Thursday, 12 May 2022
• Yesterday, old crop (May-22) UK feed wheat futures increased by £0.50/t, closing at £344.00/t, another contract high. Meanwhile, the new crop (Nov-22) contract jumped £8.50/t, closing yesterday at a contract high of £328.50/t.
• FranceAgriMer announced yesterday that its soft wheat export forecast had been cut. For 2021/22 exports outside the EU are now estimated at 9.25Mt down from the 9.5Mt estimated in April. The export forecast within the EU was cut from 8.1Mt to 8Mt.
• CF has issued its new season starting price for Nitram Ammonia Nitrate 34.5 N in the UK at £620/t cpt bagged merchant for delivery from May to July at seller’s option, which equates to roughly £635/t cpt bagged farm.
• Nearby Paris rapeseed futures declined by €2.00/t at the end of yesterday’s session, settling at €849.25/t. The new crop contract closed at €835.50/t, down €0.50/t from Tuesday.
Lead Analyst (Cereals & Oilseeds)
In a flap about poultry feed demand?
With animal feed demand making up over 50% of total domestic consumption of UK cereals, it is important to monitor what is happening in the different sectors. The poultry sector makes up the largest share of animal feed demand within the UK. However, with tight margins for layers and avian flu still prominent, as well as the aftermath of COVID, we have seen poultry feed production decrease this season.
Poultry feed production, including integrated poultry units (IPU), accounts for 45% of the total amount of animal feed that is produced in GB, and is by far the largest sector. While diets vary, as a rough guide, poultry diets are made up of around 65% cereals, with wheat as the majority of that. Some barley is used, but to a much lesser extent, and in NI more maize tends to be used due to its price competitiveness.

* * *

-- PROBLEMS AND TASKS --
1. Decide whether each statement below agrees with the market report. Answer yes or no, and quote the words from the report that settle it.
(a) The new crop UK feed wheat contract rose by £8.50/t.
(b) FranceAgriMer raised its forecast for soft wheat exports within the EU.
(c) Barley makes up the majority of the cereals in poultry diets.
2. Using the market report, answer each question briefly.
(a) At what price did nearby Paris rapeseed futures settle?
(b) What share of the animal feed produced in GB is poultry feed?
(c) What is CF's new season starting price for Nitram in the UK, bagged merchant?
3. Pick up the market report on poultry feed demand after its final sentence and continue it.

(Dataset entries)
* * *

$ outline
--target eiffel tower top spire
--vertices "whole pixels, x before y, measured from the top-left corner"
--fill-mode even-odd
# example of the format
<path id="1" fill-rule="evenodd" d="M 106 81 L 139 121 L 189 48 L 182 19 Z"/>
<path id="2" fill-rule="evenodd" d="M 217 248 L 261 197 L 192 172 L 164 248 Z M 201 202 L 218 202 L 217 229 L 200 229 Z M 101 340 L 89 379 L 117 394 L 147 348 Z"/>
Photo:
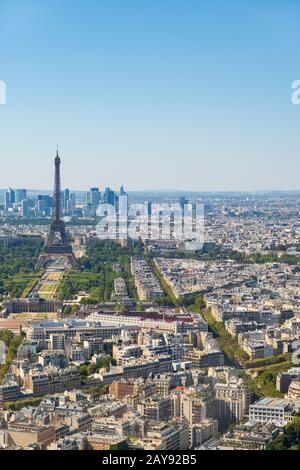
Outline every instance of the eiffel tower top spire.
<path id="1" fill-rule="evenodd" d="M 43 252 L 39 257 L 37 267 L 42 267 L 53 258 L 65 258 L 71 266 L 75 266 L 76 259 L 72 251 L 69 236 L 62 219 L 61 204 L 61 181 L 60 164 L 61 160 L 56 151 L 55 176 L 54 176 L 54 195 L 53 195 L 53 217 L 49 228 L 48 237 Z"/>
<path id="2" fill-rule="evenodd" d="M 58 154 L 58 148 L 55 157 L 55 176 L 54 176 L 54 199 L 53 199 L 53 220 L 59 222 L 62 218 L 61 205 L 61 183 L 60 183 L 60 164 L 61 160 Z"/>

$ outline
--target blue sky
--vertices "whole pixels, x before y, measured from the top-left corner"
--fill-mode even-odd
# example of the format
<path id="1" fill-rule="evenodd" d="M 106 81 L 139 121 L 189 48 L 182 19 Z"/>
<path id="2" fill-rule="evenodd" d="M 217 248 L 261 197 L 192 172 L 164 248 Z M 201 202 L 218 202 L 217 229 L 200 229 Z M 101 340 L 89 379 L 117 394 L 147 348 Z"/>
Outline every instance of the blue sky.
<path id="1" fill-rule="evenodd" d="M 0 0 L 0 187 L 300 189 L 298 0 Z"/>

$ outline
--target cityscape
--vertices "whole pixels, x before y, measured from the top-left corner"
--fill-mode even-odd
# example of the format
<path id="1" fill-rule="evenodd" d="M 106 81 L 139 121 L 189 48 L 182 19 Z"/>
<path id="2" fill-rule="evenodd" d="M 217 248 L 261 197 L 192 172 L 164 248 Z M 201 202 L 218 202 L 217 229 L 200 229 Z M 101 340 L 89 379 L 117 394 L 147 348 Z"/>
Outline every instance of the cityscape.
<path id="1" fill-rule="evenodd" d="M 196 197 L 191 251 L 100 239 L 124 187 L 61 190 L 59 151 L 54 172 L 52 195 L 9 188 L 1 206 L 1 448 L 297 447 L 299 195 Z"/>
<path id="2" fill-rule="evenodd" d="M 300 451 L 299 17 L 0 0 L 4 470 Z"/>

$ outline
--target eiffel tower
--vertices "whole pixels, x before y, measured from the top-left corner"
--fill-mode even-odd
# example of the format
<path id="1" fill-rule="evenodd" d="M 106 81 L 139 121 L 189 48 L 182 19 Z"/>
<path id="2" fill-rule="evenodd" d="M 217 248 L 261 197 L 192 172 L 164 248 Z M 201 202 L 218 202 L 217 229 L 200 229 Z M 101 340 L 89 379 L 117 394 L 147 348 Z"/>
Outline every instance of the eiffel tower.
<path id="1" fill-rule="evenodd" d="M 50 229 L 44 249 L 39 257 L 37 268 L 45 267 L 50 261 L 65 258 L 69 265 L 75 266 L 76 258 L 73 254 L 69 235 L 66 231 L 65 223 L 62 220 L 61 204 L 61 183 L 60 183 L 60 164 L 61 160 L 58 150 L 54 160 L 54 197 L 53 197 L 53 216 Z"/>

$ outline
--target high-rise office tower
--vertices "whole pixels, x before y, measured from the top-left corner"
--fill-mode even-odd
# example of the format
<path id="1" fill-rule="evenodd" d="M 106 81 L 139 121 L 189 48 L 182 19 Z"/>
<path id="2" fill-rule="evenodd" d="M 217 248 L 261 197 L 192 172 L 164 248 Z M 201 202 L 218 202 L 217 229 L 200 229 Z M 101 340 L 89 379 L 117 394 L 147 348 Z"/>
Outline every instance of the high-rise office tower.
<path id="1" fill-rule="evenodd" d="M 27 199 L 27 189 L 15 189 L 15 202 L 22 202 Z"/>
<path id="2" fill-rule="evenodd" d="M 70 200 L 70 190 L 67 188 L 62 193 L 62 206 L 64 211 L 68 211 L 68 202 Z"/>

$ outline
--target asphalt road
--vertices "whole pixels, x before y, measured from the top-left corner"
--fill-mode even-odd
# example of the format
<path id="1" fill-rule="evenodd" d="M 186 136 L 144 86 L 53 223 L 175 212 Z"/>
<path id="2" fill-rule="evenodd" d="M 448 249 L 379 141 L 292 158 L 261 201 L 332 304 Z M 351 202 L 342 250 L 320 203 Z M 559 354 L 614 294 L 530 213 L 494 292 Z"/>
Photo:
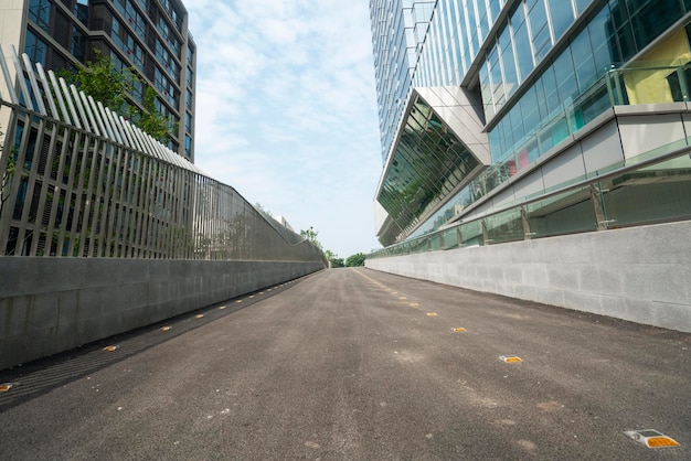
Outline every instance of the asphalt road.
<path id="1" fill-rule="evenodd" d="M 691 459 L 691 334 L 364 268 L 2 383 L 4 461 Z"/>

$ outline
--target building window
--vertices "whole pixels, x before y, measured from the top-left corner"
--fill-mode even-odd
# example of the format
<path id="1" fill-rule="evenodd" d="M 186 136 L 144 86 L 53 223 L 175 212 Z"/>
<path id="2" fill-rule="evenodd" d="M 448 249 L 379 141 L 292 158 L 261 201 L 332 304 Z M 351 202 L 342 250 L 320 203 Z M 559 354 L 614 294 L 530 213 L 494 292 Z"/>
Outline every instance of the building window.
<path id="1" fill-rule="evenodd" d="M 29 55 L 29 58 L 34 63 L 41 63 L 45 66 L 47 45 L 41 39 L 39 39 L 33 32 L 26 31 L 26 43 L 24 45 L 24 53 Z"/>
<path id="2" fill-rule="evenodd" d="M 49 0 L 31 0 L 29 2 L 29 19 L 46 32 L 50 28 L 51 7 Z"/>
<path id="3" fill-rule="evenodd" d="M 184 135 L 184 153 L 188 158 L 192 157 L 192 137 Z"/>
<path id="4" fill-rule="evenodd" d="M 77 0 L 74 3 L 74 15 L 77 17 L 84 25 L 88 25 L 88 0 Z"/>
<path id="5" fill-rule="evenodd" d="M 86 36 L 75 26 L 72 28 L 70 53 L 79 62 L 84 62 L 86 56 Z"/>

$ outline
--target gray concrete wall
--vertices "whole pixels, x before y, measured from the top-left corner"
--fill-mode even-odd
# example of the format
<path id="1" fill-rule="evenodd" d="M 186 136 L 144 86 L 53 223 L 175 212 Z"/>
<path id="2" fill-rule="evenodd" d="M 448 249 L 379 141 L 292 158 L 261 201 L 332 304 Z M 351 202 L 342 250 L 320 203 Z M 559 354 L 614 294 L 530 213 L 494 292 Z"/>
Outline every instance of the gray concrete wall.
<path id="1" fill-rule="evenodd" d="M 322 268 L 320 262 L 0 257 L 0 369 Z"/>
<path id="2" fill-rule="evenodd" d="M 691 332 L 691 222 L 368 259 L 365 265 Z"/>

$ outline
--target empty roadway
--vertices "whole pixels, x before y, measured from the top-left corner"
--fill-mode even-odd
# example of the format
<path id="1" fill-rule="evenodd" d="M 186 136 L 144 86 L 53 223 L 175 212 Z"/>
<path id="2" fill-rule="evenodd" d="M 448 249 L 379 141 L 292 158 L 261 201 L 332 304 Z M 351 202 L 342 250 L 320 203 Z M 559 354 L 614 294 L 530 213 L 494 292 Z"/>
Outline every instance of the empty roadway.
<path id="1" fill-rule="evenodd" d="M 691 459 L 691 334 L 364 268 L 2 383 L 6 461 Z M 624 433 L 640 429 L 681 446 Z"/>

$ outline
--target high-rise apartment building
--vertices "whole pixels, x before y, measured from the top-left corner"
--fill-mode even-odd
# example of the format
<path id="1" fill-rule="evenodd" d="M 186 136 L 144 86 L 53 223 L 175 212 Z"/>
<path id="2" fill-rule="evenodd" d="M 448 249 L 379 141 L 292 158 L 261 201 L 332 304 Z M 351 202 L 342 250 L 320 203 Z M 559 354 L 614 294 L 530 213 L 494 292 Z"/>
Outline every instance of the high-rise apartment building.
<path id="1" fill-rule="evenodd" d="M 96 57 L 134 68 L 157 92 L 174 127 L 169 148 L 194 161 L 195 45 L 180 0 L 23 0 L 0 6 L 0 43 L 45 68 L 74 68 Z M 142 108 L 145 84 L 129 104 Z"/>
<path id="2" fill-rule="evenodd" d="M 691 128 L 691 0 L 370 11 L 384 246 L 458 223 L 465 246 L 691 217 L 688 156 L 668 159 Z"/>

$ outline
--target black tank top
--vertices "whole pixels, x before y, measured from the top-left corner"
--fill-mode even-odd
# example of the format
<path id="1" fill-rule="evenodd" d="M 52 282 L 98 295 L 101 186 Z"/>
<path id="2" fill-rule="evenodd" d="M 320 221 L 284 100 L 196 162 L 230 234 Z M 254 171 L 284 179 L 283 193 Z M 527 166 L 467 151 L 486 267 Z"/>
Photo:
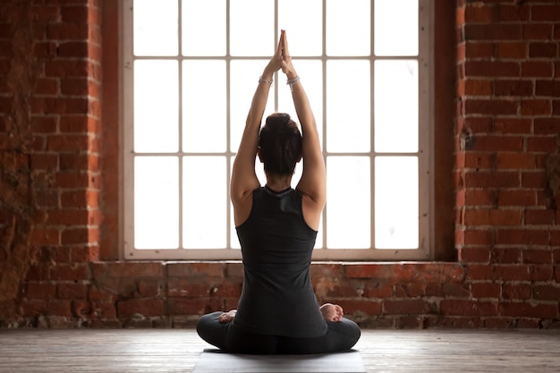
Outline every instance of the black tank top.
<path id="1" fill-rule="evenodd" d="M 255 190 L 249 218 L 236 229 L 244 278 L 234 323 L 253 334 L 324 335 L 310 276 L 317 231 L 303 219 L 301 194 Z"/>

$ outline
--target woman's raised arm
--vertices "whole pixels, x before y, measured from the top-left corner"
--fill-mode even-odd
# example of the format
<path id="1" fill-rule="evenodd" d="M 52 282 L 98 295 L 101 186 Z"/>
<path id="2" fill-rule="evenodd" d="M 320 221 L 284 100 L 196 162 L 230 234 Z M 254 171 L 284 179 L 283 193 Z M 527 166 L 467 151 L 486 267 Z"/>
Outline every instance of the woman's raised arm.
<path id="1" fill-rule="evenodd" d="M 307 223 L 318 229 L 327 198 L 325 160 L 321 152 L 317 123 L 301 81 L 292 64 L 288 40 L 284 30 L 280 38 L 282 44 L 282 72 L 288 78 L 292 97 L 301 125 L 303 172 L 297 189 L 303 194 L 303 213 Z"/>
<path id="2" fill-rule="evenodd" d="M 250 212 L 250 203 L 245 203 L 250 198 L 252 191 L 260 186 L 255 174 L 255 158 L 259 144 L 259 131 L 260 123 L 267 106 L 268 91 L 273 81 L 273 75 L 280 67 L 282 59 L 282 46 L 278 47 L 259 80 L 259 85 L 247 114 L 245 130 L 239 144 L 239 150 L 233 161 L 232 180 L 230 184 L 230 197 L 233 204 L 235 225 L 244 221 Z"/>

* * *

-- ANSWERS FOR THE EXERCISE --
1.
(a) Yes: "the new crop (Nov-22) contract jumped £8.50/t"
(b) No: "The export forecast within the EU was cut from 8.1Mt to 8Mt."
(c) No: "with wheat as the majority of that"

2.
(a) €849.25/t
(b) 45%
(c) £620/t cpt bagged merchant

3.
UK egg laying flock set to slim down further
It has been widely reported that margins for laying producers have become increasingly tight, with rising feed, energy and labour costs, and little to no increase in the purchase price from retailers to compensate. According to a survey carried out by the British Free Range Egg Producers Association (Bfrepa) in mid-April, 51% of farmers said they would consider stopping production until prices improve, with more than 70% saying they would leave egg production altogether within a year if a price rise from retailers did not happen.
Looking at the latest Defra data, since December, placings of commercial layer chicks have been down considerably on year earlier levels, which means that there will be a further contraction in domestic laying flock.
Feed for layers (including IPU) makes up around 20% of total poultry feed production in GB and around 10% of total GB animal feed production (including IPU). If we do see a further contraction in the domestic egg laying flock, then this will have an impact on feed production, and in turn a reduction in cereal usage.
Broiler placings remain strong
Looking now at the other poultry sector and so far this year (Jan-Mar), commercial broiler chick placings in the UK have increased by 6.6% on year earlier levels to 323.7 million head. Poultry meat accounted for 36% of volume sales of meat, fish and poultry in GB over the last year (Kantar, 52 we 17 April 2022). All meat proteins have seen a decline in retail as shoppers move back to eating out, but poultry is performing better than the total market.
From a feed perspective, broiler chicken feed makes up nearly 60% of total poultry feed production (including IPU) in GB and accounts for over 25% of total GB animal feed production. In volume, broiler feed production alone is higher than total domestic pig feed production.
With demand looking likely to remain relatively strong for broilers at least in the short term, feed demand is likely to remain robust too. However, with soaring input costs for producers and processors, there may be more uncertainty in the mid to long term around the strength of growth by the broiler sector.
What does the future hold for the UK poultry industry?
With soaring energy and feed costs for producers, margins are getting squeezed tighter for poultry and egg producers in the UK. For layers in particular, the rise in inputs is not being matched by a rise in purchase price, which is leading to some cutting production while others exit altogether. This will have a negative impact on future feed usage, unless the industry becomes more profitable. For broilers, the largest consumer of feed on the poultry side, the outlook is slightly more optimistic at least in the short term. However, with ever increasing input costs and the wider cost of living crisis, we could see broiler demand for feed stall if consumer demand falters or margins get squeezed further.